* PROBLEM REQUIREMENTS
Copy each of the lines below word for word, in the same order.
----- RECORDS SHOWN -----
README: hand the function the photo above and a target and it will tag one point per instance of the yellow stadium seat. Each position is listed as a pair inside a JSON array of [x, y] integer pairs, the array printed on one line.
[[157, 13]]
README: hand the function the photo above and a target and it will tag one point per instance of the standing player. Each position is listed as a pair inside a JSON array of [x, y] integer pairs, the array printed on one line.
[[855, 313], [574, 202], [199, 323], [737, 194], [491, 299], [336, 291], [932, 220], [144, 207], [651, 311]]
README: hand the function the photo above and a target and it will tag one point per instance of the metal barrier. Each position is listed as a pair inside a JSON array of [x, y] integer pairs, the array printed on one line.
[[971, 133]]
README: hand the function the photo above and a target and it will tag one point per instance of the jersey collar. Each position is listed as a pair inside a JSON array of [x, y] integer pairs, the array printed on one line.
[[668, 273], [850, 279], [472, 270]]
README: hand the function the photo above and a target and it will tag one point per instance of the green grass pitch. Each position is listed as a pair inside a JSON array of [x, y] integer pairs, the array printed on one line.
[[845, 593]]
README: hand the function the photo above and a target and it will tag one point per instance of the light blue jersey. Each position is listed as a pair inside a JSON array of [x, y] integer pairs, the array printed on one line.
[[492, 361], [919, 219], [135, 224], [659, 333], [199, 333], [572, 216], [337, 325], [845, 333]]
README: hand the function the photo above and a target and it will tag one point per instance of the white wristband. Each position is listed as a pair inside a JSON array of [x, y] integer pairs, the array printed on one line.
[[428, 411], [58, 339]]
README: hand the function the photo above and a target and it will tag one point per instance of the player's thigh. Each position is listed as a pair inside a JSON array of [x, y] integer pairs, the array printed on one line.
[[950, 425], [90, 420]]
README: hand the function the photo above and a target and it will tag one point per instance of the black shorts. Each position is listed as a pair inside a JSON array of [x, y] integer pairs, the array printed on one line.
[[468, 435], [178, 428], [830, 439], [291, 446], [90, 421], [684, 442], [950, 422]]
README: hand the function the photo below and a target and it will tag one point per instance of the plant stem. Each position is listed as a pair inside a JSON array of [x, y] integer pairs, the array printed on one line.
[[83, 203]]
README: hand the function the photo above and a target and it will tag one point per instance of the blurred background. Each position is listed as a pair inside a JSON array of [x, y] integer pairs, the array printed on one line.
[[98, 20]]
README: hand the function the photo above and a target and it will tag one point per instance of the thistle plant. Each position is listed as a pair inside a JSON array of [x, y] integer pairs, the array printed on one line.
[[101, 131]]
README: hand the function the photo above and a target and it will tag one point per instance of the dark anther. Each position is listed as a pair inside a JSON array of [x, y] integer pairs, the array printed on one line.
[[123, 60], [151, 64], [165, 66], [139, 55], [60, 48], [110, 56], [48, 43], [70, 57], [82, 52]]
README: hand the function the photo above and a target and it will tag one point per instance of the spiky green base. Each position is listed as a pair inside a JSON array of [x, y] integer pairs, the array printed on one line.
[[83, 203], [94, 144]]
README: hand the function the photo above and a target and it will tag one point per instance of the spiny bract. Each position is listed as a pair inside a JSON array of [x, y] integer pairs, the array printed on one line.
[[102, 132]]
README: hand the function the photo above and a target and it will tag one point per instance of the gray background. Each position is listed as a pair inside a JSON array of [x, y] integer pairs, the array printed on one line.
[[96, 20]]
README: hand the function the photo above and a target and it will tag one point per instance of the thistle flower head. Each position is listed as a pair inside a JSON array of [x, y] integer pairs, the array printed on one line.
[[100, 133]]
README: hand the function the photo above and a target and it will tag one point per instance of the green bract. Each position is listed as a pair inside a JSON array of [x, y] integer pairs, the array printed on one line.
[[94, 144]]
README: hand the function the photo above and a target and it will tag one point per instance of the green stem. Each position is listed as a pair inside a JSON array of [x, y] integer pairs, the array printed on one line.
-----
* RESPONSE BELOW
README: hand the function the photo above and a target and it will tag one point per instance of the yellow stadium seat. Each position is listed as a pair inside a JSON array of [x, y] integer pairs, the array printed on one line.
[[157, 13]]
README: hand the function the photo above and a target and it will tag one point per instance of the standing player. Each position is listed as a pair inside a JSON array of [x, y] integer pairs, the array printed on one line.
[[855, 313], [574, 202], [199, 323], [737, 194], [491, 299], [336, 291], [932, 220], [144, 207], [651, 311]]
README: hand the function the photo above and a target and it will tag one point per instance of the metal barrier. Each position is listed as a pair inside a JSON array of [x, y] integer pairs, the array printed on one line.
[[971, 133]]
README: hand the function the photo above and a target and it will tag one point per instance of the jersey collar. Each position is listed as a pair inside a JSON array of [x, y] integer pairs, the array printed on one line.
[[668, 273], [850, 279], [472, 270]]
README: hand the function the photo above and a target and it will tag one point per instance of the green grass pitch. Each position is listed as a pair inside a JSON array of [x, y] integer pairs, the array printed on one line.
[[845, 593]]
README: hand the function the photo above and a target and it will tag one point per instance of the light blue jersey. Each position is listed as a pair inside a JSON array of [x, y] integer pairs, the array printed on one line.
[[492, 361], [919, 219], [135, 224], [659, 333], [199, 333], [572, 216], [337, 325], [845, 333]]
README: hand the function the photo above and a target and it will tag one point per instance of the white wristband. Each position is listed as a pair inside a JSON array of [x, y] integer pairs, the array printed on one line.
[[428, 411], [58, 339]]
README: hand the function the photo above and a target and it will tag one point per instance of the player's thigh. Each position is listed as a pair inside a JSON array of [x, y] integer pairs, the array printed on one line.
[[950, 425], [90, 420]]
README: hand the function the photo above and a target and it will tag one point per instance of the black shorts. Each position is listed as a pair inside a JSON array of [x, y] integer pairs, the array printed on one line.
[[468, 435], [178, 428], [830, 439], [291, 446], [90, 421], [684, 442], [950, 422]]
README: hand the function the photo below and a target and it will tag one point per instance of the plant stem. Each position is listed as a pair inside a JSON array of [x, y] integer pairs, the array printed on one line.
[[83, 203]]
README: hand the function the photo above and a target and it will tag one point per instance of the blurred background. Each position is listed as a pair inside a JSON array of [x, y] integer pairs, the array printed on one line.
[[98, 20]]
README: hand the function the photo above and a target and it will tag one point per instance of the thistle plant. Each position is listed as a pair inside a JSON array of [x, y] integer pairs, the array printed on one line.
[[101, 131]]
README: hand the function the photo above and a target and it will tag one point per instance of the dark anther. Each position is listed as a pair inside a JSON array of [x, y] integer pairs, the array printed on one line.
[[123, 60], [151, 64], [165, 66], [139, 55], [60, 48], [110, 56], [48, 43], [70, 57], [82, 52]]
README: hand the function the photo above and a target and it will tag one point per instance of the spiky green base. Each position is listed as a pair inside a JSON array of [x, y] integer pairs, the array printed on one line.
[[83, 203], [94, 144]]
README: hand the function the photo above and a target and it will tag one point per instance of the spiny bract. Each position is listed as a pair inside a JSON array of [x, y] integer pairs, the array printed on one line.
[[102, 132]]
README: hand the function the photo above and a target and it will tag one point per instance of the gray background. Each position is listed as a pair inside a JSON array of [x, y] integer pairs, the array printed on one line.
[[96, 20]]
README: hand the function the photo above and a target and it will tag one point per instance of the thistle flower head. Each position is listed as a pair inside a JSON array of [x, y] integer pairs, the array printed on one line.
[[100, 133]]
README: hand the function the photo above and a target and it will tag one point per instance of the green bract. Each position is listed as a pair inside a JSON array of [x, y] integer pairs, the array printed on one line.
[[94, 144]]
README: hand the function the photo above and a target and it will tag one point per instance of the green stem. Each position is listed as a pair inside a JSON array of [x, y] integer pairs, the array printed on one line.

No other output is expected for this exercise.